Enunciado a »
Reescreva em uma tabela Markdown com as colunas "Nº" e "Linha" o trecho das linhas de anotação de pontos que vai da linha que contém "Target: low building at lighthouse base" até o fim dessas linhas, ambas as pontas incluídas. Deixe de fora as linhas em branco.

═══ Trecho citado ═══

Lagoa Grande – “E do Tamanduá-tão era a Vereda, com seus buritis altos e a água ida lambida, donzela de branca, sem um celamim de barro. Diz-se que lá se pesca, e gordas piabas.” Uma das veredas mais citadas pelo escritor e imortal João Guimarães Rosa em sua obra “Grande sertão: veredas”, esse era uma espécie de destino idílico recorrente, de folga e pesca para os exaustos jagunços do romance. De acordo com as pistas deixadas por Rosa, como a proximidade de outros locais e as localizações indicadas por pesquisas como as do escritor Alan Viggiano, trata-se da Vereda do Tamanduá, em Lagoa Grande, no Noroeste de Minas Gerais, a 17 quilômetros da área urbana do município.
E sua água limpa e translúcida continua a fluir das nascentes da vereda, rumo ao Rio Paracatu. Peixes são vistos com fartura, de pequeninos e curiosos a grandes, arredios. Os pontos mais preservados são cercados pelas palmeiras de buritis e buritiranas, que identificam a formação, inclusive do ponto de vista legal. Ervas, coqueiros, árvores de frutas, pássaros deslizando rasantes na lâmina d’água e muito gado matando a sede formam uma paisagem condizente com a descrição de Guimarães Rosa.
Só a forma de crucifixo da vereda não é a mesma ou deixou de ser, para um esguio braço entre eucaliptos e plantações. “O senhor forme uma cruz, traceje. Que tenha os quatro braços, e a ponta de cada braço: cada uma é uma... Pois, na de cima, era donde a gente vinha, e a cava. A da banda da mão-direita nossa, isto é, do poente, era a Mata-Grande do Tamanduá-tão. Rumo a rumo, a da banda da mão-esquerda, a Mata-Pequena do Tamanduá-tão. A de baixo, o fim do varjaz – que era, em bruto, de repente, a parede da Serra do Tamanduá-tão, feia, com barrancos escalavrados”, descreveu Rosa.

═══ Dados fornecidos ═══

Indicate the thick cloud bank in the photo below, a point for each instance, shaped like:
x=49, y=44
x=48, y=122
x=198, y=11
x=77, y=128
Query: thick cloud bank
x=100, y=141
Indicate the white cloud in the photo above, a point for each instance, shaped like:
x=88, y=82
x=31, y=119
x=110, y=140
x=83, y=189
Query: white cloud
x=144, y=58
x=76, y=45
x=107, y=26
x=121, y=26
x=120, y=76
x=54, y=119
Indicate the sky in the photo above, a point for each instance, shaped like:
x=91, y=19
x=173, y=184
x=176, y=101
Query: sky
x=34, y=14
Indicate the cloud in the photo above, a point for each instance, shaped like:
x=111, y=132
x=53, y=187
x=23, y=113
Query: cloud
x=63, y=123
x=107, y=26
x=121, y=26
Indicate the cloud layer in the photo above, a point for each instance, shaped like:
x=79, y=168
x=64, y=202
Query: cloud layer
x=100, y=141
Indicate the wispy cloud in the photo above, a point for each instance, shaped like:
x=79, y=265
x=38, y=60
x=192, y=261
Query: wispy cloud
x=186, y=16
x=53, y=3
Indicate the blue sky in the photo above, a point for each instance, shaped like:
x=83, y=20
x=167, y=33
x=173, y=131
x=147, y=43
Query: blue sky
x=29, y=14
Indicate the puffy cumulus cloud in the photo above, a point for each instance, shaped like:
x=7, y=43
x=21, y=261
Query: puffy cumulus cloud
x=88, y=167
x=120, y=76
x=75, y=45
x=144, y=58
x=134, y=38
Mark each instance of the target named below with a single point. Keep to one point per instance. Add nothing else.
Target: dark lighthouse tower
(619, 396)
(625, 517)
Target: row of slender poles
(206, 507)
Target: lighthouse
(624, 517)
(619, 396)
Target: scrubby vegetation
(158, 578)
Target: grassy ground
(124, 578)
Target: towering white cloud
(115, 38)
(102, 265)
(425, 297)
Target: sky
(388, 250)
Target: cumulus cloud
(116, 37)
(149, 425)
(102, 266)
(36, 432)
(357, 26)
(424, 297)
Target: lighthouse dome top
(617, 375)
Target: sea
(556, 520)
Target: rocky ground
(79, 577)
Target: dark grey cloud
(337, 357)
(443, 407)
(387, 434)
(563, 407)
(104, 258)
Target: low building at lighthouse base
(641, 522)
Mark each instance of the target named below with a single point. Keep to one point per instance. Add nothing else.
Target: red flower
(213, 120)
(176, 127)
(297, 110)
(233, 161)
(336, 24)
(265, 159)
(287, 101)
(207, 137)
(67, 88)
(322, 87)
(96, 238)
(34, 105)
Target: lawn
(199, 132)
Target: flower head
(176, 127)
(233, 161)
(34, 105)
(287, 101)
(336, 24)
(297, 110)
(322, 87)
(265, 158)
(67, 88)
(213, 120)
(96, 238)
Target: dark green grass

═══

Enunciado b »
Segundo o trecho sobre a Vereda do Tamanduá, a quantos quilômetros da área urbana de Lagoa Grande fica a vereda?

Resposta final a »
| Nº | Linha |
|---|---|
| 1 | Target: low building at lighthouse base |
| 2 | (641, 522) |
| 3 | Mark each instance of the target named below with a single point. Keep to one point per instance. Add nothing else. |
| 4 | Target: red flower |
| 5 | (213, 120) |
| 6 | (176, 127) |
| 7 | (297, 110) |
| 8 | (233, 161) |
| 9 | (336, 24) |
| 10 | (265, 159) |
| 11 | (287, 101) |
| 12 | (207, 137) |
| 13 | (67, 88) |
| 14 | (322, 87) |
| 15 | (96, 238) |
| 16 | (34, 105) |
| 17 | Target: lawn |
| 18 | (199, 132) |
| 19 | Target: flower head |
| 20 | (176, 127) |
| 21 | (233, 161) |
| 22 | (34, 105) |
| 23 | (287, 101) |
| 24 | (336, 24) |
| 25 | (297, 110) |
| 26 | (322, 87) |
| 27 | (265, 158) |
| 28 | (67, 88) |
| 29 | (213, 120) |
| 30 | (96, 238) |
| 31 | Target: dark green grass |

Resposta final b »
A 17 quilômetros.